# DAFTAR TUGAS
a) Bisakah Anda menyalin tanpa perubahan bagian teks tentang PNBP dan regulasi TIK yang dibuka dengan kata-kata yang memuat "Ini yang sedang" dan ditutup dengan "TIK saat ini?"?
b) Bisakah Anda melanjutkan teks tentang PNBP dan regulasi TIK, mulai tepat setelah kalimat terakhirnya?

# TEKS YANG DIBERIKAN
Bila selama ini konsumen merasa terganggu dengan adanya SMS yang berupa penawaran maupun penipuan, seharusnya ini tidak terjadi lagi karena telah merugikan konsumen. Hal ini pun sedang kami bicarakan termasuk dengan Otoritas Jasa Keuangan (OJK) untuk memproteksi pengguna dari situs-situs investasi ‘bodong’ agar ini bisa diblok. Dengan demikian, pelanggan akan merasakan bahwa pemerintah peduli kepada mereka. Terkait license holder, pemerintah tidak hanya memberikan izin lalu lepas tangan terhadap pertumbuhan bisnisnya. Kami harus punya konsen terhadap sustainability ecosystem business mereka. Kalau laba mereka tumbuh, tentunya lapangan pekerjaan meningkat, peluangnya makin meningkat, begitupun pajak juga meningkat dan Penerimaan Negara Bukan Pajak (PNBP) yang sekarang kontribusinya Rp.13 triliun pastinya akan meningkat juga.
Berarti PNBP tahun depan akan dinaikkan?
Ini yang sedang kami lihat lagi antara PNBP dengan Pajak. Bagi pemerintah inikan sebetulnya kantong kiri dan kantong kanan. PNBP penerimaannya di depan dan pajak di belakang. Nah, sekarang ini sedang kami bicarakan bagaimana melakukan simulasi kalau misalkan PNBP tidak meningkat tajam, maka bisa membantu industri untuk menghasilkan laba di belakang yang lebih besar. Ini bagian dari pelayanan license holder. Jadi yang diberikan izin kami perhatikan, karena mereka itu bisa dibilang merupakan pelanggan pemerintah.
Apakah Anda melihat masih adanya kelemahan-kelemahan dari regulasi TIK saat ini?

# ISI DATASET

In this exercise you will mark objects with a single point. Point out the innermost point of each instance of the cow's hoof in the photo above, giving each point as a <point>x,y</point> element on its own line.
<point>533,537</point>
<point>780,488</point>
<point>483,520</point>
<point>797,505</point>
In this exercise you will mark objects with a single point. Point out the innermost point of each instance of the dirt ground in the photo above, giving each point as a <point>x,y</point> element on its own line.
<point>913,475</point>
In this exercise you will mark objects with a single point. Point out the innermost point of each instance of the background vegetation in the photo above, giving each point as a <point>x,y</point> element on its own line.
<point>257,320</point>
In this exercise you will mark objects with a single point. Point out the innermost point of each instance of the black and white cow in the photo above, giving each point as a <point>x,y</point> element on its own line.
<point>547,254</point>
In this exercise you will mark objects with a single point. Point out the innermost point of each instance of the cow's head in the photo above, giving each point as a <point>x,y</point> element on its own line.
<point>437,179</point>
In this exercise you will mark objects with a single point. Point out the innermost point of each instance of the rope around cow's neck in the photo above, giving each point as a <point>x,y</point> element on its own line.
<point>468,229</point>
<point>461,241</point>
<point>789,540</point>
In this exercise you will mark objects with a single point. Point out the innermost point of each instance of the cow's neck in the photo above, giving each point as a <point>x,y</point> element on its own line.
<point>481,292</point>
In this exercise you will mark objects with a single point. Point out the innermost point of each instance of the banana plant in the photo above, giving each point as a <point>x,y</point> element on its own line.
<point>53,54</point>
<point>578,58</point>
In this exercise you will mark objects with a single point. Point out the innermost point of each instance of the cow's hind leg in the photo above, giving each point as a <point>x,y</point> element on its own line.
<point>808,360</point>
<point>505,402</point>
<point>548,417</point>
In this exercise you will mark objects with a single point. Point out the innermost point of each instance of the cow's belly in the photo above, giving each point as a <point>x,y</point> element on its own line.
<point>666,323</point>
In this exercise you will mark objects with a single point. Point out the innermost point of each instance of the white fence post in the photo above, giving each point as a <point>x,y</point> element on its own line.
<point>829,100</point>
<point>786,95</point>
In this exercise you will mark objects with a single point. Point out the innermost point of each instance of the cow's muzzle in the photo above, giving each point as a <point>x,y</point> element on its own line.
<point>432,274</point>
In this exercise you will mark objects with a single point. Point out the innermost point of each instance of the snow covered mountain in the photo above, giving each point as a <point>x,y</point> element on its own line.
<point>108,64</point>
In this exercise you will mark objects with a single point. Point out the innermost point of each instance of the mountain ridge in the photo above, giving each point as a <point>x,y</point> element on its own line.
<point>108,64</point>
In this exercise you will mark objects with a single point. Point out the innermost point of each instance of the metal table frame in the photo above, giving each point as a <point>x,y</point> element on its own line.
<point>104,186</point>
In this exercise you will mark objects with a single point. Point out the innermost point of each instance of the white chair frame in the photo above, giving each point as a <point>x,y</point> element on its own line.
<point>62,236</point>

# JAWABAN PER TUGAS
a)
Ini yang sedang kami lihat lagi antara PNBP dengan Pajak. Bagi pemerintah inikan sebetulnya kantong kiri dan kantong kanan. PNBP penerimaannya di depan dan pajak di belakang. Nah, sekarang ini sedang kami bicarakan bagaimana melakukan simulasi kalau misalkan PNBP tidak meningkat tajam, maka bisa membantu industri untuk menghasilkan laba di belakang yang lebih besar. Ini bagian dari pelayanan license holder. Jadi yang diberikan izin kami perhatikan, karena mereka itu bisa dibilang merupakan pelanggan pemerintah.
Apakah Anda melihat masih adanya kelemahan-kelemahan dari regulasi TIK saat ini?

b)
Bukan kelemahan. Misalnya seperti Undang-undang Informasi dan Transaksi Elektronik (UU ITE), sebetulnya ditujukan untuk memberikan suatu transaksi elektronik menjadi sah, seperti electronic banking yang mencapai puluhan juta transaksi, termasuk pulsa yang mengacu pada UU ITE. Tetapi memang ada kasus-kasus yang dikaitkan dengan pasal 27 seperti SARA, penghinaan dan lainnnya yang rata-rata tahun 2014 mulai Januari hingga Oktober kurang lebih perbulannya ada empat kasus. Sebut saja, kasus Prita, Florence hingga Jakarta Post.
Disini ada dua opsi yang kami akses. Pertama, merubah pasal itu sendiri. Jadi tuntutannya bukan pidana 6 tahun penjara tetapi dibawahnya. Hal ini tentunya perlu proses politik antara pemerintah dengan DPR. Opsi lainnya adalah bagaimana penerapan pasal 27 harus benar-benar dilakukan, karena sifat aturannya adalah jika dilakukan oleh orang-orang tertentu dengan kapasitas atau kompetensi tertentu saja. Jadinya, penyidik umum tidak bisa langsung mengaitkan masalah ini. Ini yang harus kami komunikasikan dengan aparat penegak hukum.
Lalu bagaimana pandangan Anda terhadap kasus yang menimpa Indar Atmanto, Mantan Direktur Utama PT Indosat Mega Media (IM2)?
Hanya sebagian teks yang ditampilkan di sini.